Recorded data
◇ ◇ ◇ ◇ ◇

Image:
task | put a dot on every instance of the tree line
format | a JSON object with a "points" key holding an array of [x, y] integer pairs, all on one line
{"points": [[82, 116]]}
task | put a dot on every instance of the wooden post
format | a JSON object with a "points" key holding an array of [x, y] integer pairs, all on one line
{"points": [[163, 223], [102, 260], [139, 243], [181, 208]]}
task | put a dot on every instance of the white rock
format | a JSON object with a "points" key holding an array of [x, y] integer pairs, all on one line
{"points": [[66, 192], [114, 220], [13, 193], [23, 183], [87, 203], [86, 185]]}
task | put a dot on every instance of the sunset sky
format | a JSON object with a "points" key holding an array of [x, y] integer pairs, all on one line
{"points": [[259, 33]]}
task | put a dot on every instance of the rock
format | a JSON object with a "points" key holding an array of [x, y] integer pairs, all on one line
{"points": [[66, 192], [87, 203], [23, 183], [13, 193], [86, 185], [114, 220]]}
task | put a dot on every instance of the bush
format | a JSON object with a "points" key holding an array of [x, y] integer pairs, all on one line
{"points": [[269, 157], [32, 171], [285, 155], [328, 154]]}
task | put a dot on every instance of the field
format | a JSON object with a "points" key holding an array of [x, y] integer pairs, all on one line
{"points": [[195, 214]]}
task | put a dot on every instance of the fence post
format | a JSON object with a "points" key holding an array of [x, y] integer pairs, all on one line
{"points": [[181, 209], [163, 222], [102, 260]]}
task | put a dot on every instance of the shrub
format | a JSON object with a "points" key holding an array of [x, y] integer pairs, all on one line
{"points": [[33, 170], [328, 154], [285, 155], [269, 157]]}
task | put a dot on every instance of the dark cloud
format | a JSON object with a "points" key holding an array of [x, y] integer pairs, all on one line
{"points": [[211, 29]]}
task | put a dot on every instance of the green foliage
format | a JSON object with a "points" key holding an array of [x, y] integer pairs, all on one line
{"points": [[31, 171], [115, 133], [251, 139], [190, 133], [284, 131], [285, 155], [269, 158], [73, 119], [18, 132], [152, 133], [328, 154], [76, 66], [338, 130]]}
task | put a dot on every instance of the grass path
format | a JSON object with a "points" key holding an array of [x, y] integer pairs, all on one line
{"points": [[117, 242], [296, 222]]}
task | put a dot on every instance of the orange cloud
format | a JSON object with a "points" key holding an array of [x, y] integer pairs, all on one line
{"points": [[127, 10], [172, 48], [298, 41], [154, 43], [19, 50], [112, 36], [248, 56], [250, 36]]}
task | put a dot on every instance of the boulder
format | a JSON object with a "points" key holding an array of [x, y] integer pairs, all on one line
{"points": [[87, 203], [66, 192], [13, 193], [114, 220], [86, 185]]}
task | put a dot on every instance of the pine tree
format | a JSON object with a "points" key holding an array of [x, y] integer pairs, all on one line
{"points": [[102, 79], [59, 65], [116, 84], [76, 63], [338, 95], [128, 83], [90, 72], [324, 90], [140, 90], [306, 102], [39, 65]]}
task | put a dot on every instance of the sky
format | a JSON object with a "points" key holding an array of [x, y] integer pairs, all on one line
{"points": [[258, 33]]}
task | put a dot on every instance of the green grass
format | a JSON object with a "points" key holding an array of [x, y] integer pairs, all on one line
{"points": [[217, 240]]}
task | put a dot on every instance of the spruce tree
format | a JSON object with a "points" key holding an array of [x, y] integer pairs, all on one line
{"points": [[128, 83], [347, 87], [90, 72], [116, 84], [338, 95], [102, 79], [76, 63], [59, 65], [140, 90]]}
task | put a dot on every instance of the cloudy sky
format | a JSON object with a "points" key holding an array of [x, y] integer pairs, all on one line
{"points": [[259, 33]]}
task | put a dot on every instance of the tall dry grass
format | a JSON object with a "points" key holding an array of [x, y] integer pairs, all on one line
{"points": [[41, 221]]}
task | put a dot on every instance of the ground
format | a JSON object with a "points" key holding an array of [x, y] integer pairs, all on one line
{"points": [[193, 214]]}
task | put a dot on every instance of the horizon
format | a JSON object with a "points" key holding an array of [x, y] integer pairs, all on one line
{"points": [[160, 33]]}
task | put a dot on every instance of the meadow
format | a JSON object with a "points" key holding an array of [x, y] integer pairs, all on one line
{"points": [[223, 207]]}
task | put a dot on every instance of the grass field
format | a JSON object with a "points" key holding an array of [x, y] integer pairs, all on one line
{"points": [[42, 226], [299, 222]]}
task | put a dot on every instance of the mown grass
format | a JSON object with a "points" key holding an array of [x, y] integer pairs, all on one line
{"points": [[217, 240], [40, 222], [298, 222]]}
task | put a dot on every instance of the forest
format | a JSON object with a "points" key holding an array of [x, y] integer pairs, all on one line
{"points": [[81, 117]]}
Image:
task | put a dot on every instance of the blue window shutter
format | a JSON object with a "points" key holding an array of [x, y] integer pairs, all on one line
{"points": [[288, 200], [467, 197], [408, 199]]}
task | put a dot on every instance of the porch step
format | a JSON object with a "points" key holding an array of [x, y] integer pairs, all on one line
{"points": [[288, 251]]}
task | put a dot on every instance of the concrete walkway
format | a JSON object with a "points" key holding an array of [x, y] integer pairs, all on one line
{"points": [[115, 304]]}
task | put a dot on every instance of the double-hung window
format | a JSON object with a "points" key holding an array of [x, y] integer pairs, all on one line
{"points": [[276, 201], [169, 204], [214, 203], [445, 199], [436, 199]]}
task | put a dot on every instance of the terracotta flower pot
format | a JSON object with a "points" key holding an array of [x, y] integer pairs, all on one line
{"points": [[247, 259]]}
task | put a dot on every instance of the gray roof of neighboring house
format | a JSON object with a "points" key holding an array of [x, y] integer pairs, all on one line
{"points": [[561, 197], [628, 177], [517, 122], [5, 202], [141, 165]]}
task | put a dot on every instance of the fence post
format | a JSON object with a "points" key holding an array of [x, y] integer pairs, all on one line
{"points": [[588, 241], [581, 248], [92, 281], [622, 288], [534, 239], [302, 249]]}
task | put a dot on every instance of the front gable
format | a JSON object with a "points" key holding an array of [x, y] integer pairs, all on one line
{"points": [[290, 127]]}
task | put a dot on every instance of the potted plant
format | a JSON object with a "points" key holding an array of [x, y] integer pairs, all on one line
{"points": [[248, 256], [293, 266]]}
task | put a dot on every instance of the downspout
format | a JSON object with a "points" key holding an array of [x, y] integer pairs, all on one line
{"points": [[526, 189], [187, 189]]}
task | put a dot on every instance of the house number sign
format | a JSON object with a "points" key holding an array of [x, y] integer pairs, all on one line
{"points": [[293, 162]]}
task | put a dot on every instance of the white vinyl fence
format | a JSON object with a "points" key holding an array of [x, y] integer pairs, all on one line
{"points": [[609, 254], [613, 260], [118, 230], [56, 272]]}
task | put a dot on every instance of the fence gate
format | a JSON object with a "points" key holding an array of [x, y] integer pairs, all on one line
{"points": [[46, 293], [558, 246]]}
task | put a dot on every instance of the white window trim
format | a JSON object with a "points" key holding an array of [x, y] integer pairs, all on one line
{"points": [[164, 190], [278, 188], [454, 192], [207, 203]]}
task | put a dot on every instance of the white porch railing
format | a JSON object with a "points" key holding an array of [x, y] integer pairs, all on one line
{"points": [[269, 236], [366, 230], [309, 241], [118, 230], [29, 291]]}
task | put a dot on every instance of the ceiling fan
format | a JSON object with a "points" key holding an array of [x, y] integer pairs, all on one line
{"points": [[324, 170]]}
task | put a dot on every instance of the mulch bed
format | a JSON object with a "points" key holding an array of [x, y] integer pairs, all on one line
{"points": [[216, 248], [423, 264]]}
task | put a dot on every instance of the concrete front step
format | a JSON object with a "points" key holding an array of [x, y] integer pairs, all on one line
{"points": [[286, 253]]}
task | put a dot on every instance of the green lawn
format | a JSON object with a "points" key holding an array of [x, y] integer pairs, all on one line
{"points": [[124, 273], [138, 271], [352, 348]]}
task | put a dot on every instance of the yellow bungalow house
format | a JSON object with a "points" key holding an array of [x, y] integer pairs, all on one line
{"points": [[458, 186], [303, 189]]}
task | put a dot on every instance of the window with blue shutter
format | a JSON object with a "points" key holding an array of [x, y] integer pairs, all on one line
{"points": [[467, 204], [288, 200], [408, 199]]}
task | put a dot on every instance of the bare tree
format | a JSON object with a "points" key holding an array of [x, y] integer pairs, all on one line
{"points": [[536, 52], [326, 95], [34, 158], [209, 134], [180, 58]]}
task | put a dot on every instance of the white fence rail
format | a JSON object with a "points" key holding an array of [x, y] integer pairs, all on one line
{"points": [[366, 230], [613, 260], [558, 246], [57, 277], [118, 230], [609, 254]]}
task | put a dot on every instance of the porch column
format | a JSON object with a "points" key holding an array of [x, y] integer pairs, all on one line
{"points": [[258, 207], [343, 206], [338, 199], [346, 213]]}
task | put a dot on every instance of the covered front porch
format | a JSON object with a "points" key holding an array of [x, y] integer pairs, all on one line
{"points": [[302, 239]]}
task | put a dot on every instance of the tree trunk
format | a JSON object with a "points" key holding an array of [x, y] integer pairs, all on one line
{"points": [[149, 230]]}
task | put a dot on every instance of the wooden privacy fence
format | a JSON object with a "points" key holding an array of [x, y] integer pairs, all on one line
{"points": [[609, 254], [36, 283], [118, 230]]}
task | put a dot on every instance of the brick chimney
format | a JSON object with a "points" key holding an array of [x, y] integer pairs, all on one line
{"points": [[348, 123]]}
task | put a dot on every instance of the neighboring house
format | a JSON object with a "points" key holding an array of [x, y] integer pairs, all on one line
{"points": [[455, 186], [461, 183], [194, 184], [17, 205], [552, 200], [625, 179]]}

◇ ◇ ◇ ◇ ◇

Convert the rows from the line with "the porch column" through the end of the recorded data, both included, into a two-column CSV with the columns "instruction" and "answer" and one line per row. Put each field in quotation marks and replace any line breaks with spaces.

instruction,answer
"task | put a dot on every instance of the porch column format | a JSON object with a ""points"" key holding an array of [x, y] integer pairs, all on one line","{""points"": [[258, 207], [343, 206], [338, 199], [346, 213]]}"
"task | put a dot on every instance of the covered front porch format | a JSON object with a ""points"" key holding an array of [x, y] integer pairs, all on one line","{""points"": [[302, 239]]}"
"task | put a dot on every instance of the tree trunk format | a JSON object with a ""points"" key holding an array of [x, y] integer pairs, all on one line","{""points"": [[149, 230]]}"
"task | put a dot on every instance of the wooden privacy fence format | a JSON object with a ""points"" key holding an array of [x, y] integer pairs, all on one line","{""points"": [[609, 254], [36, 283], [118, 230]]}"
"task | put a dot on every instance of the brick chimney format | a JSON object with a ""points"" key holding an array of [x, y] integer pairs, all on one line","{""points"": [[348, 123]]}"
"task | put a dot on every instance of the neighboring house format | a JSON object with a ""points"" key holding an array of [x, y] integer pairs, all on one line","{""points"": [[455, 186], [461, 183], [194, 184], [17, 205], [552, 200], [625, 179]]}"